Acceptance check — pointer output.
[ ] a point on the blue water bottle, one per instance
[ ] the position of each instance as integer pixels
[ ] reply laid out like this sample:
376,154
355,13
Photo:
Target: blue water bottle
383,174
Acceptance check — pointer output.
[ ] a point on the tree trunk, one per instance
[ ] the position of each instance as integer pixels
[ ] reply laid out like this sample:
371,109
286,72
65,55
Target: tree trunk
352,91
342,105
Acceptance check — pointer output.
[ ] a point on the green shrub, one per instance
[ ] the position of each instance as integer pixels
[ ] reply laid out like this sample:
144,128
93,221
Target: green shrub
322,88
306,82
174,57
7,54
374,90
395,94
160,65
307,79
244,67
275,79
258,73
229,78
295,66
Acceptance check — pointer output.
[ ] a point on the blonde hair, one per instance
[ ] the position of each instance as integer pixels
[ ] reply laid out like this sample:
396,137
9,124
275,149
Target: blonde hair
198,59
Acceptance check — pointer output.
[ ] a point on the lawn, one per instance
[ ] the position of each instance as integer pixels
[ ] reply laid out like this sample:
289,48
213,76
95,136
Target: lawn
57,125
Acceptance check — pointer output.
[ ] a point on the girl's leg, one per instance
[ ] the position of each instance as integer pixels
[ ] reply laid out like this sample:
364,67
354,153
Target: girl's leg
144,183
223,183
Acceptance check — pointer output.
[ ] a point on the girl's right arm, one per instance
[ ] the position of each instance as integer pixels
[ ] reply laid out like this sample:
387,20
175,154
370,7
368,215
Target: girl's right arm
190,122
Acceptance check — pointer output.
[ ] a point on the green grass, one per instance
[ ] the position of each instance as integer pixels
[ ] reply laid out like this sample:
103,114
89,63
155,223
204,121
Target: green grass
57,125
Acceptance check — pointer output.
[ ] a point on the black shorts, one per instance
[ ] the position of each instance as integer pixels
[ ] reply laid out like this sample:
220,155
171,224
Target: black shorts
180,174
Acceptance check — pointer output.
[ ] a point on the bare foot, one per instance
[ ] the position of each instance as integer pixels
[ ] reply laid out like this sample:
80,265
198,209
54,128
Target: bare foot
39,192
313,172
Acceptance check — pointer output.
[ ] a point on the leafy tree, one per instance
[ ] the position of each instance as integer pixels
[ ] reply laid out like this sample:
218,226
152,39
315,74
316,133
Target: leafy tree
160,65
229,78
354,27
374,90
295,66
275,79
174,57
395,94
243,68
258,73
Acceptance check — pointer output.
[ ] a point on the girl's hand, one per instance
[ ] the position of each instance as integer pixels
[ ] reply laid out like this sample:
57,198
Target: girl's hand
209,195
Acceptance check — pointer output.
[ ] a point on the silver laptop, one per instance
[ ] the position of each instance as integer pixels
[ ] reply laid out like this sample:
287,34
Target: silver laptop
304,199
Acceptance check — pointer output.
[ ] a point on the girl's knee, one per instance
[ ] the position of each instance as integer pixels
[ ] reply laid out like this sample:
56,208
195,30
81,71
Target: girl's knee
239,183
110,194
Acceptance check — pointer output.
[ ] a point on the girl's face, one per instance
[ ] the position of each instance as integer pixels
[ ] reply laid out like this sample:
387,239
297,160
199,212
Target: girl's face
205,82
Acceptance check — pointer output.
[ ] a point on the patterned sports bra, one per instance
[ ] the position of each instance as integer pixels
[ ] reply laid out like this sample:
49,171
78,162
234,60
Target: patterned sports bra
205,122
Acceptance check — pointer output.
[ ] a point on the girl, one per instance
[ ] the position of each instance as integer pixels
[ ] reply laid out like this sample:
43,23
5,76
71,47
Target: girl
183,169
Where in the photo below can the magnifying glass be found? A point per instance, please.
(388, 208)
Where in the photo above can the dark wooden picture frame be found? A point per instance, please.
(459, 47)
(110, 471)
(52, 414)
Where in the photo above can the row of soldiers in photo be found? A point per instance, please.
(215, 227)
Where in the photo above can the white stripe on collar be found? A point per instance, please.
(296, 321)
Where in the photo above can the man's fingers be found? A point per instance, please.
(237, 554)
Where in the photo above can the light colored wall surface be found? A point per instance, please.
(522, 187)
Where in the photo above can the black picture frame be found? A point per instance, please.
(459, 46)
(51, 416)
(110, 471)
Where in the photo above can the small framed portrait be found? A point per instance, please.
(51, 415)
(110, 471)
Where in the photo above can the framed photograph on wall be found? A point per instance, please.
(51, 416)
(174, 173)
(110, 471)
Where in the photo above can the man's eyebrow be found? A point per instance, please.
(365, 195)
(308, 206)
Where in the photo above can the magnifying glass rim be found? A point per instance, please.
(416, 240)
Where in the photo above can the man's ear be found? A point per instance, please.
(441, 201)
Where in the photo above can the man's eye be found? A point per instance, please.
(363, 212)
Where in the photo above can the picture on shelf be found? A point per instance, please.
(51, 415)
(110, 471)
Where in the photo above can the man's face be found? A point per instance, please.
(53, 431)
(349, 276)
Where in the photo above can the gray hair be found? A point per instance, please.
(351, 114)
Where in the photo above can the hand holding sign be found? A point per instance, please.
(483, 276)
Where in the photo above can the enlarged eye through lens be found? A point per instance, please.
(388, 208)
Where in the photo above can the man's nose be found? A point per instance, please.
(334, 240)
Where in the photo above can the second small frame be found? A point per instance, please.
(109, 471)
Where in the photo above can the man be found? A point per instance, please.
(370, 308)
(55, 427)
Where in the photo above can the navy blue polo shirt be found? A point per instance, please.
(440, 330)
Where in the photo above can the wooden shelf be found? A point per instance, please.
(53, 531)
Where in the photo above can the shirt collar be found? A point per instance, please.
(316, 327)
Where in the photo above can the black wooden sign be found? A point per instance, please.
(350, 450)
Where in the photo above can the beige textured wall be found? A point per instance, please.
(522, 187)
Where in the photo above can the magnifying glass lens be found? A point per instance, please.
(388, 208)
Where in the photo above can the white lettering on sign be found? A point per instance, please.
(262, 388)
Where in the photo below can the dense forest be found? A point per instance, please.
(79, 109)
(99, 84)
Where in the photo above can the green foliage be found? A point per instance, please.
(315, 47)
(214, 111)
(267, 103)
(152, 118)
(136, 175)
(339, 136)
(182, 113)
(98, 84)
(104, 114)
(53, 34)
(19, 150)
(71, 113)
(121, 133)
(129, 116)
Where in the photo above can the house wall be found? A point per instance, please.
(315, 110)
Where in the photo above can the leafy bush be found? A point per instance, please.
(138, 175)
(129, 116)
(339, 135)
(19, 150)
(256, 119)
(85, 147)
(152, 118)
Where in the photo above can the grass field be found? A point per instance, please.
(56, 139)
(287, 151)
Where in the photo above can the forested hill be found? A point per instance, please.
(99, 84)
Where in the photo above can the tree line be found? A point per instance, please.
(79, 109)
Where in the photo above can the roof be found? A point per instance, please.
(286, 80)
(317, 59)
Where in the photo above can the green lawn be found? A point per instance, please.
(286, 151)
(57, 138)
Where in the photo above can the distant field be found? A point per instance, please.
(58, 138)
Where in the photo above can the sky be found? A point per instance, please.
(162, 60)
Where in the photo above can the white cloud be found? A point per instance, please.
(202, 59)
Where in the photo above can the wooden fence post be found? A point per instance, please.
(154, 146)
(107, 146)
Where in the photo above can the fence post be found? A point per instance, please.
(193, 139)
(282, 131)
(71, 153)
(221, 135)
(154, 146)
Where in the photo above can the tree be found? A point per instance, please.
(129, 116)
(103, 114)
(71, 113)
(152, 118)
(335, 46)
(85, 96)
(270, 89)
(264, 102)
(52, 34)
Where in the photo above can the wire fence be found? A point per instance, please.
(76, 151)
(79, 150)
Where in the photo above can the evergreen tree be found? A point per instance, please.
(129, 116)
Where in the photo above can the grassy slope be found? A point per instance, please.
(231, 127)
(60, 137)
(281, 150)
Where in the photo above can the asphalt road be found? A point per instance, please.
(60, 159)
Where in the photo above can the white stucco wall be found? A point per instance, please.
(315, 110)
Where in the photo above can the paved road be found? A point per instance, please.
:::
● **WORK TO BE COMPLETED**
Word for word, restate the lines of the listing above starting at the line with "Target: girl's leg" and ending at the line with "[ ] a point on the leafy", and nothing outside them.

● **RESULT FOR THIS TASK**
Target: girl's leg
144,183
223,183
Acceptance check — pointer output.
[ ] a point on the girl's right arm, one per instance
[ ] the position of each instance as integer pixels
[ ] reply laid out like this sample:
387,20
175,154
370,7
368,215
Target: girl's right arm
190,122
Acceptance check — pointer output.
[ ] a point on the green grass, one per instance
[ ] the position of each instance as integer pixels
[ ] reply laid out like this sample:
103,114
89,63
155,223
204,121
Target: green grass
57,125
Acceptance check — pointer output.
[ ] a point on the black shorts, one per instance
[ ] the position of each instance as integer pixels
[ ] reply laid out like this sample:
220,155
171,224
Target: black shorts
180,174
Acceptance check — pointer output.
[ ] a point on the bare foot, one per instance
[ ] the position of each instance as integer pixels
[ ] reply laid out like this sample:
80,265
198,209
54,128
Target: bare foot
39,192
313,172
Acceptance check — pointer output.
[ ] a point on the leafy tree, one per instance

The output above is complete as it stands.